_Tasks to complete_:
**1.** Using the allocator test suite, decide whether each statement agrees with it, answering yes or no and quoting the deciding words: (a) one test allocates memory on one thread and frees it on another; (b) allocations count as large only above 64 KB; (c) every size from 1 through 16 is expected to map to class 0.
**2.** Duplicate the part of the allocator test suite that begins at the words "for (std::size_t s" and stops after "Exact power-of-two boundaries.".
**3.** Go on with the allocator test-suite code from its last line.

_Source document_:
/// Lock-Free Allocator — test suite and benchmarks
///
/// Tests cover:
///   1. Size class mapping correctness
///   2. Single-threaded allocation and deallocation
///   3. Write-after-allocate (memory is usable)
///   4. Multi-threaded stress test
///   5. Cross-thread free (allocate on thread A, free on thread B)
///   6. Large allocations (> 32 KB, direct mmap path)
///   7. STL container integration via lfa::Allocator<T>
///   8. Throughput benchmark vs. malloc/free

#include "allocator.h"

#include <algorithm>
#include <atomic>
#include <cassert>
#include <chrono>
#include <cstdio>
#include <cstdlib>
#include <cstring>
#include <numeric>
#include <thread>
#include <vector>

// ---------------------------------------------------------------------------
// Minimal test harness
// ---------------------------------------------------------------------------

static int g_tests_run    = 0;
static int g_tests_passed = 0;

#define TEST(name)                                                             \
    static void test_##name();                                                 \
    static struct Register_##name {                                            \
        Register_##name() { test_registry().push_back({#name, test_##name}); } \
    } reg_##name;                                                              \
    static void test_##name()

struct TestEntry { const char* name; void (*fn)(); };
static std::vector<TestEntry>& test_registry() {
    static std::vector<TestEntry> v;
    return v;
}

static void run_all_tests() {
    for (auto& [name, fn] : test_registry()) {
        ++g_tests_run;
        std::printf("  %-45s ", name);
        std::fflush(stdout);
        try {
            fn();
            ++g_tests_passed;
            std::printf("PASS\n");
        } catch (const std::exception& e) {
            std::printf("FAIL (%s)\n", e.what());
        } catch (...) {
            std::printf("FAIL (unknown exception)\n");
        }
    }
}

// ---------------------------------------------------------------------------
// Tests
// ---------------------------------------------------------------------------

TEST(size_class_mapping) {
    // Every size in [1, 16] should map to class 0 (block size 16).
    for (std::size_t s = 1; s <= 16; ++s) {
        assert(lfa::size_class(s) == 0);
        assert(lfa::class_size(0) == 16);
    }

    // Exact power-of-two boundaries.

_Provided records_:
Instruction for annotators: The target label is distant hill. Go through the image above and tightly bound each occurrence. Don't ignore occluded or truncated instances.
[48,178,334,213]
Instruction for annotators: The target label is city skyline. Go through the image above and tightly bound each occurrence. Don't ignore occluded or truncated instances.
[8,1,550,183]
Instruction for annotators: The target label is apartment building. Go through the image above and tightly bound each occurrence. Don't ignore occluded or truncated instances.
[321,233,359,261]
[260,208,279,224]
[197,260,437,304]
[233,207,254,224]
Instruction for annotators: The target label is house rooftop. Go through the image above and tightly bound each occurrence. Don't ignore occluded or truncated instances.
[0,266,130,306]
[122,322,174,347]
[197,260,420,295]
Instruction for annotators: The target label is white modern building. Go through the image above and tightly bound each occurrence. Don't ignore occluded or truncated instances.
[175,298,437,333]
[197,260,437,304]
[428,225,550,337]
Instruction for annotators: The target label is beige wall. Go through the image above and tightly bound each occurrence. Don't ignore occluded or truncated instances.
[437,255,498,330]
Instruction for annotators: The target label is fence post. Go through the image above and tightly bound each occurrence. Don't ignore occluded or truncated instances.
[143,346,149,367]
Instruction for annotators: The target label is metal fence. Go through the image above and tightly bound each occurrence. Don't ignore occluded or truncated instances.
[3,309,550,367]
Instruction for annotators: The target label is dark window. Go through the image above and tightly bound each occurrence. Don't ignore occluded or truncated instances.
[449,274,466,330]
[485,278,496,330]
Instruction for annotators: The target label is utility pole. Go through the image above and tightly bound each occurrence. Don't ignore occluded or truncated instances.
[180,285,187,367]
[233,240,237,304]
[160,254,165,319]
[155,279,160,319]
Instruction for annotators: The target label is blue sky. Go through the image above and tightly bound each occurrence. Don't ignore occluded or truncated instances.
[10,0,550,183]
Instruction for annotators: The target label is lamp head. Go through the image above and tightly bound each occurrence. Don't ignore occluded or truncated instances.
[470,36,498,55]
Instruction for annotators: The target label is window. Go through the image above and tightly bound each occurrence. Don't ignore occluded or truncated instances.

_Final answers_:
**1.**
(a) Yes: "5. Cross-thread free (allocate on thread A, free on thread B)"
(b) No: "6. Large allocations (> 32 KB, direct mmap path)"
(c) Yes: "Every size in [1, 16] should map to class 0 (block size 16)."

**2.**
for (std::size_t s = 1; s <= 16; ++s) {
        assert(lfa::size_class(s) == 0);
        assert(lfa::class_size(0) == 16);
    }

    // Exact power-of-two boundaries.

**3.**
    assert(lfa::size_class(17) == 1);   // -> 32
    assert(lfa::size_class(32) == 1);
    assert(lfa::size_class(33) == 2);   // -> 64
    assert(lfa::size_class(64) == 2);
    assert(lfa::size_class(65) == 3);   // -> 128
    assert(lfa::size_class(32768) == 11);
    assert(lfa::class_size(11) == 32768);
}

TEST(single_thread_alloc_free) {
    constexpr int N = 10000;
    std::vector<void*> ptrs(N);

    for (int i = 0; i < N; ++i) {
        ptrs[i] = lfa::allocate(64);
        assert(ptrs[i] != nullptr);
    }

    for (int i = 0; i < N; ++i)
        lfa::deallocate(ptrs[i], 64);
}

TEST(write_after_allocate) {
    // Allocate blocks of various sizes and verify we can write/read them.
    for (std::size_t sz : {1, 16, 31, 64, 128, 255, 512, 4096, 32768}) {
        auto* p = static_cast<char*>(lfa::allocate(sz));
        assert(p != nullptr);
        std::memset(p, 0xAB, sz);
        for (std::size_t i = 0; i < sz; ++i)
            assert(static_cast<unsigned char>(p[i]) == 0xAB);
        lfa::deallocate(p, sz);
    }
}

TEST(zero_and_null_edge_cases) {
    // Allocating zero bytes should succeed (internally rounded to 1).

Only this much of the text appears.